** START OF Extracted entries **
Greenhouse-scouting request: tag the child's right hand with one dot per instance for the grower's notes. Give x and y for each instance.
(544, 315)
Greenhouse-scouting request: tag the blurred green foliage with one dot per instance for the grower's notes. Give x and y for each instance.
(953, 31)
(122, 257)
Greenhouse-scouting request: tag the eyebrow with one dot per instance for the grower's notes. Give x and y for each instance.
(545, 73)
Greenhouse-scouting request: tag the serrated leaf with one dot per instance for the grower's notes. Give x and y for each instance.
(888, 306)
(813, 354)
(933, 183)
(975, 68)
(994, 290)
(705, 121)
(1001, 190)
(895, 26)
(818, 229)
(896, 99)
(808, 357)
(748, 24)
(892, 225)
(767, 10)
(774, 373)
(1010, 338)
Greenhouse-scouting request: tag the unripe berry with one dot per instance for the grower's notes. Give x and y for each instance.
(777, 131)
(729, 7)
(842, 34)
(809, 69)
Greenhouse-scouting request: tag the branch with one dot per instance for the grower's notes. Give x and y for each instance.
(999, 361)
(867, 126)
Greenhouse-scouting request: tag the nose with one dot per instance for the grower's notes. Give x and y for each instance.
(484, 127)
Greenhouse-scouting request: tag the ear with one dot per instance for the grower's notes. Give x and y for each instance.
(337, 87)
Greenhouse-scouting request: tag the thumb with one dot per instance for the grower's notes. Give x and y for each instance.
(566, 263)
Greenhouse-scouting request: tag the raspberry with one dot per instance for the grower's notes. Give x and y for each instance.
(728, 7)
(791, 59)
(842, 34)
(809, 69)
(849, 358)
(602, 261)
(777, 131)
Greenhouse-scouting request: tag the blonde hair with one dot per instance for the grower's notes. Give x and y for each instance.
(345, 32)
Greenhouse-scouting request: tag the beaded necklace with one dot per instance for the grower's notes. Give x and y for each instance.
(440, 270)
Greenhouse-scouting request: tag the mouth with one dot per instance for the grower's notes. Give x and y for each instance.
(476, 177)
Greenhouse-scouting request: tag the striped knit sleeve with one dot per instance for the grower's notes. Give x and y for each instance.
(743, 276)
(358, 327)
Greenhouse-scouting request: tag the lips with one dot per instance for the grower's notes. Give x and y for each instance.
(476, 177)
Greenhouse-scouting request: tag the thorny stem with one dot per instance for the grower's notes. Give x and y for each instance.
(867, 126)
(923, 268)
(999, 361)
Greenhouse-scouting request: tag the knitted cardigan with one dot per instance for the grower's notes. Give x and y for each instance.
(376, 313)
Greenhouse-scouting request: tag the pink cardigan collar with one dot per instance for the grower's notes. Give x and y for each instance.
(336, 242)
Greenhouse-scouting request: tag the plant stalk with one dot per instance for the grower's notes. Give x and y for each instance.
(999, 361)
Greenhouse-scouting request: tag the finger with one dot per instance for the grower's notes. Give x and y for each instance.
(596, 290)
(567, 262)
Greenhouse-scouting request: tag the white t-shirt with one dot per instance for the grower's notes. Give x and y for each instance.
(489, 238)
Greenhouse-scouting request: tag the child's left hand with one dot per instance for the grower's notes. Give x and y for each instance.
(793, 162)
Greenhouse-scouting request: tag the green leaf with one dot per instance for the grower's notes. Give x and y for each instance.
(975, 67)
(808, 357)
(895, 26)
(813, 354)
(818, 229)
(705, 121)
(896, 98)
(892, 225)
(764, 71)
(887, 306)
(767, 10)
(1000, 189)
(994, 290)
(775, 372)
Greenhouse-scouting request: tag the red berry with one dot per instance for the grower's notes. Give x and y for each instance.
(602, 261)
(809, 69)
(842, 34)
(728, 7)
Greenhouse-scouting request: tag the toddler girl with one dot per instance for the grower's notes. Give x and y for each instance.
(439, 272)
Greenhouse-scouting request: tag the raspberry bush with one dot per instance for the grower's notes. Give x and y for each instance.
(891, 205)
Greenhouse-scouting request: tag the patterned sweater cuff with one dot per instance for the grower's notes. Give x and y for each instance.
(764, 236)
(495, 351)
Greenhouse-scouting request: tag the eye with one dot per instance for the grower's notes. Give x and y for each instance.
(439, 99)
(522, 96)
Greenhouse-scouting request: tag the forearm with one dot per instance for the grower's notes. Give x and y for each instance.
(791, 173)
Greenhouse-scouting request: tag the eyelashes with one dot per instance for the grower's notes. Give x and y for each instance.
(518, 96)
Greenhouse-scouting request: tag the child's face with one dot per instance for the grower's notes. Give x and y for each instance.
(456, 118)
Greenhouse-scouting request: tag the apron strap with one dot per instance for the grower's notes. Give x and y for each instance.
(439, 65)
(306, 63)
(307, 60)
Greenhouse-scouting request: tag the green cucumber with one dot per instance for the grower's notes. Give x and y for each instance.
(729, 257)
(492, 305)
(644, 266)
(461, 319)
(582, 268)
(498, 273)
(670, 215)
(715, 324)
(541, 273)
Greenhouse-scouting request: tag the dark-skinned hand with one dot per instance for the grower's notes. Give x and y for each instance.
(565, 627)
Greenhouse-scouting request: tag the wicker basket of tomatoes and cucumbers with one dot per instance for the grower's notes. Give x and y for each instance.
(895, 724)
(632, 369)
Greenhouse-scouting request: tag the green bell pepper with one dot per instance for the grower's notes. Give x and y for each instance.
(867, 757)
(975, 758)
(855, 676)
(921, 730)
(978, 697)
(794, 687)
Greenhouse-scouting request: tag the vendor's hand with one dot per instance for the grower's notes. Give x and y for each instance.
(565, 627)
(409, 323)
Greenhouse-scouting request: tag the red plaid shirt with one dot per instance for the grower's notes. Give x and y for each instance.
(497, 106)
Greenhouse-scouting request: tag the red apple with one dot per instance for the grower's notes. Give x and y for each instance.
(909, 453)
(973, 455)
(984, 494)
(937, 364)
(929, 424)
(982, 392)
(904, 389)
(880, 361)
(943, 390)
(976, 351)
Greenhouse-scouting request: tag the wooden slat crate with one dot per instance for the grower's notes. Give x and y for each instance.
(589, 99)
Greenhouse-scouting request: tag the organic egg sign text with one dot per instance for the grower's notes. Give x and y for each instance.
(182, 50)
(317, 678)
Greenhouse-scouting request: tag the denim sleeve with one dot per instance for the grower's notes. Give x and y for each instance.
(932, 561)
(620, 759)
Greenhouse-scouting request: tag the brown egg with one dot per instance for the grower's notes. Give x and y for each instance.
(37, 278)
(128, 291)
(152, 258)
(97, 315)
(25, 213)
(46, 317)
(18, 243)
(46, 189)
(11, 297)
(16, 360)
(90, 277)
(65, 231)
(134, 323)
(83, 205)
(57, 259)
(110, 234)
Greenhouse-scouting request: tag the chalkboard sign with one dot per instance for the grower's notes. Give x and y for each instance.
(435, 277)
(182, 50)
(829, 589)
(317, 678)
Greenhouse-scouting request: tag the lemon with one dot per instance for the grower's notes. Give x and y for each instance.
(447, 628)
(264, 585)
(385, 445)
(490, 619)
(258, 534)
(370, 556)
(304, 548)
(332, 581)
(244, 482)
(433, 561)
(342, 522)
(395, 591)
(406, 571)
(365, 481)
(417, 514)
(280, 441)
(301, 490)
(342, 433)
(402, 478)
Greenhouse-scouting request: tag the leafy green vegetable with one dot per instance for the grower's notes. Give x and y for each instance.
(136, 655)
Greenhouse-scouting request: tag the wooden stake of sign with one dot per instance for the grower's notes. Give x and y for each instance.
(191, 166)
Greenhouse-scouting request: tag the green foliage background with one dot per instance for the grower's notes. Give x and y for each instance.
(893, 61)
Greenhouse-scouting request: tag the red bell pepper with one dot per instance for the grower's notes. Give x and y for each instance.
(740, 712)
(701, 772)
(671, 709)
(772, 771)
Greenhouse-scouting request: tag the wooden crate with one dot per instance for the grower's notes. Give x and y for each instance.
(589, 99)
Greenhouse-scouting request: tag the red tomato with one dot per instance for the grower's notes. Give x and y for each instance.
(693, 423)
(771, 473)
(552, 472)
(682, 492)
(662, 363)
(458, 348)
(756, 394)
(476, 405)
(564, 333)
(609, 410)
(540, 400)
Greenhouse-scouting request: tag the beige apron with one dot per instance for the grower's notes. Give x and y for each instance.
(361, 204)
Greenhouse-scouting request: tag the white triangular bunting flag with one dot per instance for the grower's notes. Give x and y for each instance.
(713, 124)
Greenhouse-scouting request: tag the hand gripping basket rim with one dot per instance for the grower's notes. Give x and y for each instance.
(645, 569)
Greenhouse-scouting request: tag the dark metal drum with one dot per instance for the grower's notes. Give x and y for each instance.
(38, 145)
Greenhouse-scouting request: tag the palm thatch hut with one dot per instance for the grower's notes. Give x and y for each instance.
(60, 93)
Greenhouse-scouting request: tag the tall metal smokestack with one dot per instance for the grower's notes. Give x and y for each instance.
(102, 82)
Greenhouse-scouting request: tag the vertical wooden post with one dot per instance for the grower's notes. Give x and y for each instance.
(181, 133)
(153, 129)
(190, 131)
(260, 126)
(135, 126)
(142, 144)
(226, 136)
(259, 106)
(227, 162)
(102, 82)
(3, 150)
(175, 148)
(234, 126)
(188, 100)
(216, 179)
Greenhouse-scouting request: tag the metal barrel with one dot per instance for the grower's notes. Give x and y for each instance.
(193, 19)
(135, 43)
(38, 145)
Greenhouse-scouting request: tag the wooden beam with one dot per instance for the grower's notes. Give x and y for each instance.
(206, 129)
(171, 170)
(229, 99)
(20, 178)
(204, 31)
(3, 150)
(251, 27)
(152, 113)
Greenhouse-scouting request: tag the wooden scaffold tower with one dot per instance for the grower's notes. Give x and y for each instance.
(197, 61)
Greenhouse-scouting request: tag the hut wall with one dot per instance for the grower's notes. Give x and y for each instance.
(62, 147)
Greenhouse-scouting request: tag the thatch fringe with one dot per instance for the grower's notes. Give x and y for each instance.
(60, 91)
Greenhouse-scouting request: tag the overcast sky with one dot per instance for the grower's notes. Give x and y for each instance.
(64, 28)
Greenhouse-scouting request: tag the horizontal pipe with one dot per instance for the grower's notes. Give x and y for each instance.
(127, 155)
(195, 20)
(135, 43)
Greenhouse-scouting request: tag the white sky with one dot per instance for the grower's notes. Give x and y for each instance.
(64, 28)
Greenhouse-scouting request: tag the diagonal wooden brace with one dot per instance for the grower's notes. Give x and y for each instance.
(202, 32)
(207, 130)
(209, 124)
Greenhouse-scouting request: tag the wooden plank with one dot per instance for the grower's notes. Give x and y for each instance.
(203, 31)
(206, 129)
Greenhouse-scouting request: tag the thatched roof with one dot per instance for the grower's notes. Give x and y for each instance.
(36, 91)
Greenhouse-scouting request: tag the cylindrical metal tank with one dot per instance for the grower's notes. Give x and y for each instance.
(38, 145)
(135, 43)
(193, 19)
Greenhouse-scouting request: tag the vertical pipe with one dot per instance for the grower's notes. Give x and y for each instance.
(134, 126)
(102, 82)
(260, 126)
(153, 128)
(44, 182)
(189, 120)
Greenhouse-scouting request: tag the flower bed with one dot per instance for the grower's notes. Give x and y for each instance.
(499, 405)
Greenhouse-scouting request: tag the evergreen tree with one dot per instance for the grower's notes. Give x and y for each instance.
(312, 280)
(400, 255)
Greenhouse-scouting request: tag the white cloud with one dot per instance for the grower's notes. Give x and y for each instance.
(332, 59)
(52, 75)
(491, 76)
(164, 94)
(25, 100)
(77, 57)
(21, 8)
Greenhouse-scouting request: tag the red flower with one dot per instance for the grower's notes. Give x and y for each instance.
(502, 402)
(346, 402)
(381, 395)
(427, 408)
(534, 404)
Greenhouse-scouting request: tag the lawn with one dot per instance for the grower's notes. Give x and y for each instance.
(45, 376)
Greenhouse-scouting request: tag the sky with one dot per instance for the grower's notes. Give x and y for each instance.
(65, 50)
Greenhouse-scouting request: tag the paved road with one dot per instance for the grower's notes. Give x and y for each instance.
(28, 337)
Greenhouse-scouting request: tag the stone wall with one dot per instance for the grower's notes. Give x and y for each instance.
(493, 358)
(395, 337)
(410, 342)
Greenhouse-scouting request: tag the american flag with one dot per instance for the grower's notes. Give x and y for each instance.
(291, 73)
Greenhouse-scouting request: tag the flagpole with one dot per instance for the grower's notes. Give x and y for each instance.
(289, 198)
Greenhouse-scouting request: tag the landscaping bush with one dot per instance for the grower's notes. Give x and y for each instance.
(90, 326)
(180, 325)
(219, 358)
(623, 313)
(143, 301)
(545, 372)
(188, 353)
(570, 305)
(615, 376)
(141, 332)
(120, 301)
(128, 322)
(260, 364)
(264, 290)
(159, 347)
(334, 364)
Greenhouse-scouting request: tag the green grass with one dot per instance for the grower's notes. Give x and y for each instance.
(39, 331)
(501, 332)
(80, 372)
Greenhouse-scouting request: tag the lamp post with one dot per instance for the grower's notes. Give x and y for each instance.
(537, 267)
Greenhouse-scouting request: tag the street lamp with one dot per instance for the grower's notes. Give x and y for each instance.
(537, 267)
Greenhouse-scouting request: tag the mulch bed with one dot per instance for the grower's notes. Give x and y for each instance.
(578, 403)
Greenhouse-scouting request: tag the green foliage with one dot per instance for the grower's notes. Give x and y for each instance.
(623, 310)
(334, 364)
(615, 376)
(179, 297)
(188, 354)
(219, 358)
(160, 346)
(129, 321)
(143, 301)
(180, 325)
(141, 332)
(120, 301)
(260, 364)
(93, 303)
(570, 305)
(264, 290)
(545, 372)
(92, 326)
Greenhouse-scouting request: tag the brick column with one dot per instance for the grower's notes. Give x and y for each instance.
** END OF Extracted entries **
Exercise goal >> Transcribe word for word the lines from the one holding "Greenhouse-scouting request: tag the green grass" to the last line of the listing above, inclusive.

Output of the exercise >>
Greenhouse-scouting request: tag the green grass with one dot per instance for the grower's notes. Give x and y for each instance.
(39, 331)
(501, 332)
(80, 372)
Greenhouse-scouting request: tag the lamp post with one dot per instance for the grower's notes. Give x and y for each instance.
(537, 267)
Greenhouse-scouting request: tag the street lamp with one dot per instance for the grower's notes. Give x and y for each instance.
(537, 267)
Greenhouse-scouting request: tag the mulch bed with one dot per instance for the grower's notes. Give x and y for each instance.
(578, 403)
Greenhouse-scouting request: tag the green foliage with one dot per instance for the grower's notes. Give x and y for each instance.
(623, 310)
(334, 364)
(615, 376)
(179, 297)
(188, 354)
(219, 358)
(160, 346)
(129, 321)
(143, 301)
(180, 325)
(141, 332)
(120, 301)
(260, 364)
(93, 303)
(570, 305)
(264, 290)
(545, 372)
(92, 326)
Greenhouse-scouting request: tag the brick column with one dot per instance for the grower's notes. Give x and y for each instance.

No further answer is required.